## [BRIEF]
Pick out each line of the data below that contains the word "tarmac", and copy those lines in full.

Records from a point labeling set
((

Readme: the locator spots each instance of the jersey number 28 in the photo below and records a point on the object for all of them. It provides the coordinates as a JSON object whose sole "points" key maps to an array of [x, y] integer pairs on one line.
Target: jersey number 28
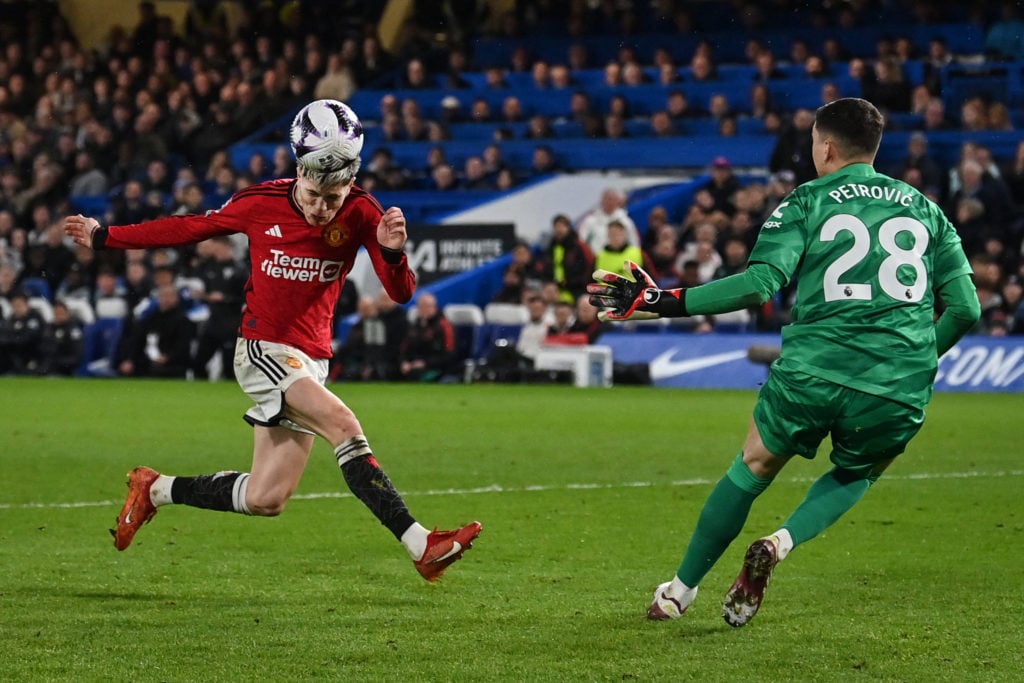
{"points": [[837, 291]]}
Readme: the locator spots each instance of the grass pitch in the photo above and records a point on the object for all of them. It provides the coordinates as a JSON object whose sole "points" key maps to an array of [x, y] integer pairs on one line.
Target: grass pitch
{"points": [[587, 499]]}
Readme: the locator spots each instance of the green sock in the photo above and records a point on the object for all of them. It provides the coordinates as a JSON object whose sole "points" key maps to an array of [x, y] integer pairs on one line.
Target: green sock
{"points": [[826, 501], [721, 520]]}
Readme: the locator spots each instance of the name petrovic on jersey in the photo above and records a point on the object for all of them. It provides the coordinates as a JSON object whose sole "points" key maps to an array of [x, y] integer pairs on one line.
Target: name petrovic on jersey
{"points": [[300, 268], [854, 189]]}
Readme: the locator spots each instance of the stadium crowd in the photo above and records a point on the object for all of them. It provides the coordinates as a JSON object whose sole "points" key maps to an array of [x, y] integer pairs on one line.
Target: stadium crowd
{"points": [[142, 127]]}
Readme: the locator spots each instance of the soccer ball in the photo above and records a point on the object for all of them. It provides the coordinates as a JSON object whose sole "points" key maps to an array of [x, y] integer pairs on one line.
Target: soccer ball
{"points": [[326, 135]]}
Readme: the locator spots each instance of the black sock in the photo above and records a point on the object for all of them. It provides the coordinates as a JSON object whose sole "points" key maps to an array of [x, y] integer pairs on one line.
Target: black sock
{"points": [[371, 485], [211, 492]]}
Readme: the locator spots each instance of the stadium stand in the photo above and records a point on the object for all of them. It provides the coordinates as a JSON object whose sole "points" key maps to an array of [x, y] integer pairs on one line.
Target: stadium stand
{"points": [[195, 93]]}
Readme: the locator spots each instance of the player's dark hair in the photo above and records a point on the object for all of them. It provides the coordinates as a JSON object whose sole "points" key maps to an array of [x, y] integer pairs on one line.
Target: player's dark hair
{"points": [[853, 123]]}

))
((

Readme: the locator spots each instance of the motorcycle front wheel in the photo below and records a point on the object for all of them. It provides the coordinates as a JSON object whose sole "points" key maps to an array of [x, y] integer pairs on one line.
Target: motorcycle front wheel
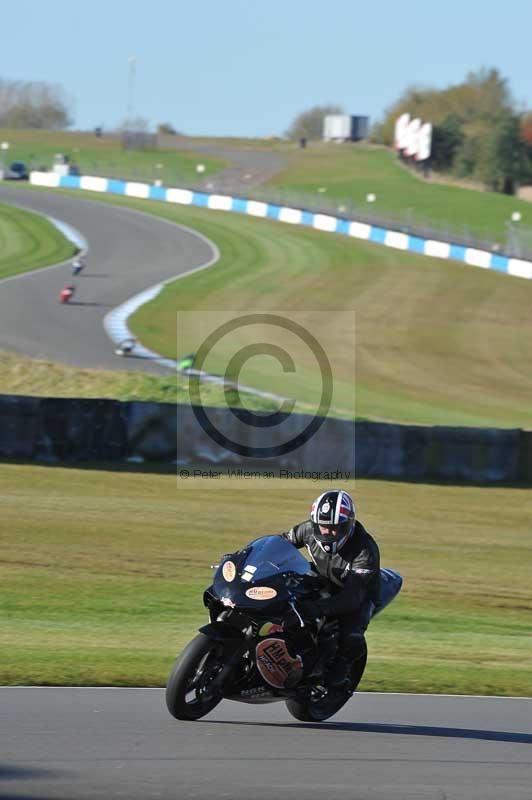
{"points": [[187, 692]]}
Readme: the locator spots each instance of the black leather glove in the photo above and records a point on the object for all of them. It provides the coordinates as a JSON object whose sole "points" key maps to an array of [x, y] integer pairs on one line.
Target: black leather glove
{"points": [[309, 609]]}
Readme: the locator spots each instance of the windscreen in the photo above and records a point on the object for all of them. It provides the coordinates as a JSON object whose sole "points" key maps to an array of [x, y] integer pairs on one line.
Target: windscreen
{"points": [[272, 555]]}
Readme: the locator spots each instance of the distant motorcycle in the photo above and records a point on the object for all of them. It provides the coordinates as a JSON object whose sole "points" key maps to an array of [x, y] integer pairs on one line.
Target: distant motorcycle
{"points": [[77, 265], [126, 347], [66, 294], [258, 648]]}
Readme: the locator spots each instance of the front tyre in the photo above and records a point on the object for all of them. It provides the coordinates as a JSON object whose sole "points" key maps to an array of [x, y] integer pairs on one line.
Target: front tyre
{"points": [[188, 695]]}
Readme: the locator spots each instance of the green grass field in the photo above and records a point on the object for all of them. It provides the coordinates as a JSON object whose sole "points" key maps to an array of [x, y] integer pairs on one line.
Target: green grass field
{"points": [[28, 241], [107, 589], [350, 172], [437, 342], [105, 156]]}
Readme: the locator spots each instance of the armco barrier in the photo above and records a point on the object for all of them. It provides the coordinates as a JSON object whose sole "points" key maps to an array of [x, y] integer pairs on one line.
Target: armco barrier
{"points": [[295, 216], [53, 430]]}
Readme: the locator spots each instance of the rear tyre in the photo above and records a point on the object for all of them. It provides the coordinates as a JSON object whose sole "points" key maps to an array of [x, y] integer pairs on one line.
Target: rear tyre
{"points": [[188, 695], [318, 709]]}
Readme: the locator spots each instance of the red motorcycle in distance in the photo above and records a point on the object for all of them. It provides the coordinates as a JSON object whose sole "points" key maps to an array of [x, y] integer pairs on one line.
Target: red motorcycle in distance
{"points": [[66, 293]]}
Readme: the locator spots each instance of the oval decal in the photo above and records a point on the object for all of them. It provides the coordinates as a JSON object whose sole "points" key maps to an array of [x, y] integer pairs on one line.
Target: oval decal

))
((

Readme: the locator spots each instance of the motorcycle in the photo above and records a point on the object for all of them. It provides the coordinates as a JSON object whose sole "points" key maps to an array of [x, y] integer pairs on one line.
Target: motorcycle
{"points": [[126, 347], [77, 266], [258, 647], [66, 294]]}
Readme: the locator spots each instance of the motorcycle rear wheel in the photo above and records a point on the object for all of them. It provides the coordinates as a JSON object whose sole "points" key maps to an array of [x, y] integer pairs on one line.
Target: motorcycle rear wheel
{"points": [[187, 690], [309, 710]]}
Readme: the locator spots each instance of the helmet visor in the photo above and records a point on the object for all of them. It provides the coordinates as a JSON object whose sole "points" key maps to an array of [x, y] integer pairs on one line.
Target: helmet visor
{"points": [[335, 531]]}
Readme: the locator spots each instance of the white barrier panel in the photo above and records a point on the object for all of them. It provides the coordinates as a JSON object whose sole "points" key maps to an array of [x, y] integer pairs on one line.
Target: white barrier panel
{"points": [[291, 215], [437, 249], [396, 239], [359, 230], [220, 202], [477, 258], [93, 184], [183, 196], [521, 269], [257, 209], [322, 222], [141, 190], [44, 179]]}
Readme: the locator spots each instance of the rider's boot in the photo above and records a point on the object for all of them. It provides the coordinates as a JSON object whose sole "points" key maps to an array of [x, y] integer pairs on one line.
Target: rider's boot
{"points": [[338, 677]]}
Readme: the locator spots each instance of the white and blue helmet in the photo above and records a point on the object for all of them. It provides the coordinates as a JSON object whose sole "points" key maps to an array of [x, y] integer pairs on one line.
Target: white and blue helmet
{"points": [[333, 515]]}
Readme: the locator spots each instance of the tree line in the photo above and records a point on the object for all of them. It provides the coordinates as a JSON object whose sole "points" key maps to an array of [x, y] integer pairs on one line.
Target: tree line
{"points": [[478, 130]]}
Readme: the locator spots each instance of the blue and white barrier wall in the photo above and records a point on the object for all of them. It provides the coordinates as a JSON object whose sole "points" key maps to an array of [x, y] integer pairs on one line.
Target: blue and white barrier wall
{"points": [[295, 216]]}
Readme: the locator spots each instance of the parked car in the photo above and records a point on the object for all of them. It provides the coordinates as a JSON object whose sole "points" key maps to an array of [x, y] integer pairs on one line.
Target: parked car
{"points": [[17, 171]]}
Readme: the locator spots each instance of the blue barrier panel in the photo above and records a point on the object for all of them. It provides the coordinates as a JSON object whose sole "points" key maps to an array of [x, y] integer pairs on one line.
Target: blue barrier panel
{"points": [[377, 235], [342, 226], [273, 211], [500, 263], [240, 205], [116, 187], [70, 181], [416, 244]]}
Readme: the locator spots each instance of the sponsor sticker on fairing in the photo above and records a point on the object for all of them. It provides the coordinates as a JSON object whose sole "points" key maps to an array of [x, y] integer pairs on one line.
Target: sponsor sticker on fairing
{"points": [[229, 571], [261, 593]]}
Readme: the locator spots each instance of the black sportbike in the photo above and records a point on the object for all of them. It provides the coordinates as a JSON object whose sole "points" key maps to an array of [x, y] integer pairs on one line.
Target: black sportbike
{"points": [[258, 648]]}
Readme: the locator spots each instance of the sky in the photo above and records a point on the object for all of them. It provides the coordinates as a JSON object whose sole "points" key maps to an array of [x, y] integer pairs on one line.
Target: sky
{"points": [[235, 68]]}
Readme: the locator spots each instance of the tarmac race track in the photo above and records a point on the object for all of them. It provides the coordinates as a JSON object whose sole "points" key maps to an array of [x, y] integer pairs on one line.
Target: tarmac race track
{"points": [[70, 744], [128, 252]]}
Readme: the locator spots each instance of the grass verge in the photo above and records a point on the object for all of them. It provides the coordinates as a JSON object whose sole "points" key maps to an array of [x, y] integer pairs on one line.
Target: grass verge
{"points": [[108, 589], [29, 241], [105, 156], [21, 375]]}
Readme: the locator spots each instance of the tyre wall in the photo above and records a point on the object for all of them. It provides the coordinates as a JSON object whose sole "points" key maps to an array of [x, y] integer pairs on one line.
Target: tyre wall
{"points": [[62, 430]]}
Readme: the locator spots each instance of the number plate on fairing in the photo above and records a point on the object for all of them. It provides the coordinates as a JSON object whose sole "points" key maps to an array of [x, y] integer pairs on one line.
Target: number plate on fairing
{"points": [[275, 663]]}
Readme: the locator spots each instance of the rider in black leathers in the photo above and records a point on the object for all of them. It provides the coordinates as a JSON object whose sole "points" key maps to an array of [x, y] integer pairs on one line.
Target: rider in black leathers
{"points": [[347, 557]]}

))

## [RESULT OF THIS EXERCISE]
Readme: the locator spots each instance of the tarmac race track in the photo above and records a point on the object for all of them. It provides the coordinates as a JSON object whose sole "points" key maps to an array of [x, y] integer pairs on one line.
Target: tarmac race track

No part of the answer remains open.